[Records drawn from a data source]
......

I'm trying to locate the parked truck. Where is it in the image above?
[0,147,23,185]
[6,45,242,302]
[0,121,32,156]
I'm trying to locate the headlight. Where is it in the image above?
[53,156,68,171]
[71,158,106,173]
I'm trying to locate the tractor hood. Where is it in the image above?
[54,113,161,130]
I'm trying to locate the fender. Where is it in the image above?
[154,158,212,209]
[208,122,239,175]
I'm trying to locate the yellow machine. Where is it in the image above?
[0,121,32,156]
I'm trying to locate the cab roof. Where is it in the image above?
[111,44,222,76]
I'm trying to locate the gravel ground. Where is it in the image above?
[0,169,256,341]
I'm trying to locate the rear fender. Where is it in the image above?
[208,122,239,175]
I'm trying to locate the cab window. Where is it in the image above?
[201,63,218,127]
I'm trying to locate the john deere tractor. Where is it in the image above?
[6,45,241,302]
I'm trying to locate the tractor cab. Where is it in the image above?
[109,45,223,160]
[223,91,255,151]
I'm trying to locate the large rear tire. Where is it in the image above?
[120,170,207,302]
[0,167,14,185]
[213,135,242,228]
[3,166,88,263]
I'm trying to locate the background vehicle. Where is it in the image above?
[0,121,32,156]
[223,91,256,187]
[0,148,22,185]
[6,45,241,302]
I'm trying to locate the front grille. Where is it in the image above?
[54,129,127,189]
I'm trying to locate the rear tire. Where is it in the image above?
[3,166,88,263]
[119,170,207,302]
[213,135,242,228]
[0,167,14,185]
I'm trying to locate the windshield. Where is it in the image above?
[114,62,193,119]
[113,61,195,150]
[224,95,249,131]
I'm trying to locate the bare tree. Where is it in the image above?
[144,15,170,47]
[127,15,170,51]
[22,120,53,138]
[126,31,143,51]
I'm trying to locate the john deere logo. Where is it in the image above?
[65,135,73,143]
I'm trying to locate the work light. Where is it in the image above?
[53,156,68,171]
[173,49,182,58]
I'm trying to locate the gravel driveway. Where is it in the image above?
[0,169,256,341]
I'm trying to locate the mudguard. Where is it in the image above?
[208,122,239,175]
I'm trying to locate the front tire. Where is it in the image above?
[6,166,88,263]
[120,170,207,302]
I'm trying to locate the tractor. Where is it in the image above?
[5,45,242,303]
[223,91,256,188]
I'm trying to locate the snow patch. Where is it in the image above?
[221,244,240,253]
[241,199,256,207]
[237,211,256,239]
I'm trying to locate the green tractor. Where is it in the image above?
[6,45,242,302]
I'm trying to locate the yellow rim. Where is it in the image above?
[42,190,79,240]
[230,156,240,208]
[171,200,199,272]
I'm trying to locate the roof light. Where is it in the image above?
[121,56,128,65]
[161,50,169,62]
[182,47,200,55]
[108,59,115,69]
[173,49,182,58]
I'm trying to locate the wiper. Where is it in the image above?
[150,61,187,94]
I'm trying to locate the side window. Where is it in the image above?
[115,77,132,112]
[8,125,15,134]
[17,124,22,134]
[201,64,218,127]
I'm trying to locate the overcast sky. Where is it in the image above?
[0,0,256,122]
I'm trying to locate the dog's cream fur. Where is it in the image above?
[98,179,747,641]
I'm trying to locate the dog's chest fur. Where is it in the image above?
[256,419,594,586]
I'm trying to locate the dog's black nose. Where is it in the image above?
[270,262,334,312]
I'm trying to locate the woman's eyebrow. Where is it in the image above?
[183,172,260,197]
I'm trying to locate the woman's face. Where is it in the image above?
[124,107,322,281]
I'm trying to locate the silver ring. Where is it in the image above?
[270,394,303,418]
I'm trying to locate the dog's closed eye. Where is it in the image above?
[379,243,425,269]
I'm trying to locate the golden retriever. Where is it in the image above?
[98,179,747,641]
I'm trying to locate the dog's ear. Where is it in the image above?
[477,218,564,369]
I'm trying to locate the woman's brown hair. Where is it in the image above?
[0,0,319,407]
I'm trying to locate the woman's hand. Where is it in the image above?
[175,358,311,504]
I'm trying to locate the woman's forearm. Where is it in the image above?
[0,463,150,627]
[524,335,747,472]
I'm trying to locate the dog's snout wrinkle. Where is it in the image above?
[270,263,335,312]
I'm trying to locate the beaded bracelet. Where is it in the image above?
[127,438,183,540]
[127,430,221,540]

......

Transcribe the lines in the records above from the line containing "I'm trying to locate the dog's closed" through the line containing "[477,218,564,369]", inclusive.

I'm trying to locate the dog's closed eye. Where is it in the image above?
[379,243,425,269]
I'm trying to locate the golden retriever. Where is it in the image above?
[98,179,747,641]
I'm trying to locate the dog's ear. Where is it in the image above?
[477,218,564,369]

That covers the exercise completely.